Exercise aim: Copy out every line below that contains the string "clicks". Case counts.

Input:
+ + + + + + +
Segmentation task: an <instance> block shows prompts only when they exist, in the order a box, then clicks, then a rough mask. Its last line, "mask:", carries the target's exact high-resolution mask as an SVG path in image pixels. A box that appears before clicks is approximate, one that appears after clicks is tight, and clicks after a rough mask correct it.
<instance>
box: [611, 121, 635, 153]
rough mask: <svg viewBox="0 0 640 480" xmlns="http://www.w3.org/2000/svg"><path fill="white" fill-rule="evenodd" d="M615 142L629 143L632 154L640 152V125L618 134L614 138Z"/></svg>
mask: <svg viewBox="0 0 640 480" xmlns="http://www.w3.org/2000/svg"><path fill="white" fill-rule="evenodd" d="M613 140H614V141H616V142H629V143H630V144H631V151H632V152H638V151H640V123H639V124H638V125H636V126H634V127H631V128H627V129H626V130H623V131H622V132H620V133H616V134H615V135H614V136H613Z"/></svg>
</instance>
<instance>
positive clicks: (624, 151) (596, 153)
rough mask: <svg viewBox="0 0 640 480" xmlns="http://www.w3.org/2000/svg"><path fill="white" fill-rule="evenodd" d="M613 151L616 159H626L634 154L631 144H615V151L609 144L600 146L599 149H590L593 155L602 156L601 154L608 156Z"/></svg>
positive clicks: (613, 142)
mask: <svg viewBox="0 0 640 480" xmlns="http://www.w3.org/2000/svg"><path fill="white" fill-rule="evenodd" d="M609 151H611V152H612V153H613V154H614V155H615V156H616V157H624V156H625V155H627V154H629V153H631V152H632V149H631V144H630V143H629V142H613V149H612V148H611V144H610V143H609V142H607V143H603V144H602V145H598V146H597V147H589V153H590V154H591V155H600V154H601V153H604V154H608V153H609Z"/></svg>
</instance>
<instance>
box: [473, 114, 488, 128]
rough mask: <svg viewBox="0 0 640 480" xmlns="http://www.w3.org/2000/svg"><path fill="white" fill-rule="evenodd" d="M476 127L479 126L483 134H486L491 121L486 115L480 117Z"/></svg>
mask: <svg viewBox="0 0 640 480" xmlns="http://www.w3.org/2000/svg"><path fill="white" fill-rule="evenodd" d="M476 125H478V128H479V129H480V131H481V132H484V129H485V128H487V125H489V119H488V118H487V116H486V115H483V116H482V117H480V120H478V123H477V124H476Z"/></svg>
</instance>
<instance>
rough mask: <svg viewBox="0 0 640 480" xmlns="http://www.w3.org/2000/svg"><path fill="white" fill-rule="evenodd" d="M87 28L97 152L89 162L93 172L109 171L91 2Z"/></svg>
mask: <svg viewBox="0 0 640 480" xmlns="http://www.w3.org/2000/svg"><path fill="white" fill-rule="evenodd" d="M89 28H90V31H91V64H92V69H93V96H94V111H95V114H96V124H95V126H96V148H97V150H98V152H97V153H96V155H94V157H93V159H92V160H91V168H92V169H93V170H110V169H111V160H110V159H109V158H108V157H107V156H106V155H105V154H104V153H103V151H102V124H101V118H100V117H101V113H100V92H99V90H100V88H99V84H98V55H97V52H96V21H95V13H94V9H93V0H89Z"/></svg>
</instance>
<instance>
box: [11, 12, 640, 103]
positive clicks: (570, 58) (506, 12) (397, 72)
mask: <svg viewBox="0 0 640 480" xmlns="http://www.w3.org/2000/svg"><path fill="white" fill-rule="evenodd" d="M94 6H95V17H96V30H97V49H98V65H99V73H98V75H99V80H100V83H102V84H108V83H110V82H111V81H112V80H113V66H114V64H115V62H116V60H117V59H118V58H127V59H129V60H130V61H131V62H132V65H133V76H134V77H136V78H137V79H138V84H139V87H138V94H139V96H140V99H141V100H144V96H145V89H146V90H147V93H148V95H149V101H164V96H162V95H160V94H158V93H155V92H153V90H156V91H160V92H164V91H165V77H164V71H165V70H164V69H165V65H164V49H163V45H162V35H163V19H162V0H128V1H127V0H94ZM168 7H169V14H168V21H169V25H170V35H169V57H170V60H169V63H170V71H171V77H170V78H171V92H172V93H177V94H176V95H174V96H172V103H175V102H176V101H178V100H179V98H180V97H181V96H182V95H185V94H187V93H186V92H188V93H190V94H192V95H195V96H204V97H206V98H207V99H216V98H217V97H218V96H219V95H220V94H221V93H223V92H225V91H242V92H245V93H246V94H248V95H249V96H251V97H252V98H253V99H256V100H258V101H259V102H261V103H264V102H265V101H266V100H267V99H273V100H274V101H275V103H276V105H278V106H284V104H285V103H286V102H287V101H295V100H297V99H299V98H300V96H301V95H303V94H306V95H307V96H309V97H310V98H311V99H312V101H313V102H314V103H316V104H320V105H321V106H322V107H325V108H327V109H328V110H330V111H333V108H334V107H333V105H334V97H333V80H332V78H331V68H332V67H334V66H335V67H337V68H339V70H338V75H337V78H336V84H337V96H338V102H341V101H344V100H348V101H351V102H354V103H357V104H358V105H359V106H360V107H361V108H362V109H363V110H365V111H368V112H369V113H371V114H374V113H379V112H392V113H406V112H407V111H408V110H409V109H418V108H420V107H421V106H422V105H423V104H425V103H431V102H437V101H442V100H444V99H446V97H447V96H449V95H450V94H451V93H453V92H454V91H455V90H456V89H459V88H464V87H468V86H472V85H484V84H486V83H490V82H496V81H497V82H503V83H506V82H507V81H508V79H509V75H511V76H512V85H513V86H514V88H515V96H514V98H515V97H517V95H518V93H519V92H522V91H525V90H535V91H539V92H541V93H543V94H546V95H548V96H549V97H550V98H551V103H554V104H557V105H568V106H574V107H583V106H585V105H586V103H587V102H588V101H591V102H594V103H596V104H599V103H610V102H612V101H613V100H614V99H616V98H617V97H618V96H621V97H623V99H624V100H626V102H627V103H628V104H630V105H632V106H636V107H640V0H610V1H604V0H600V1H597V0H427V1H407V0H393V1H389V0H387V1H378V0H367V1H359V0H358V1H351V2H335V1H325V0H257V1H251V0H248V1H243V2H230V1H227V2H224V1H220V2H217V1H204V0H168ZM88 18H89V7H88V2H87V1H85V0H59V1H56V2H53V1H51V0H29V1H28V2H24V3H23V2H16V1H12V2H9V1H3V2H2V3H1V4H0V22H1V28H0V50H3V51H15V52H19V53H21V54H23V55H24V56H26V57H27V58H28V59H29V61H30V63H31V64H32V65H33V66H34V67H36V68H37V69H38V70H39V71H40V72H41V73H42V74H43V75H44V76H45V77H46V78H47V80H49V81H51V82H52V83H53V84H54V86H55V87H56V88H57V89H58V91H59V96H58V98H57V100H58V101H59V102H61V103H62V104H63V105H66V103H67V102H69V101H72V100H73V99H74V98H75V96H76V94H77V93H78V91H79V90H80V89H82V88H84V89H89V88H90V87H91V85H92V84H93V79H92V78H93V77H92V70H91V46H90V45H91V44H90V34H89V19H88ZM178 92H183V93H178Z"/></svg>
+ + + + + + +
Solved exercise:
Segmentation task: an <instance> block shows prompts only when they exist, in the order a box, then clicks, then a rough mask. Its last line, "mask:", carries the target's exact high-resolution mask as an SVG path in image pixels. A box that appears before clicks is approximate, one that appears after clicks is tight, and clicks after a rough mask correct it.
positive clicks: (624, 151) (596, 153)
positive clicks: (613, 142)
positive clicks: (570, 58) (506, 12) (397, 72)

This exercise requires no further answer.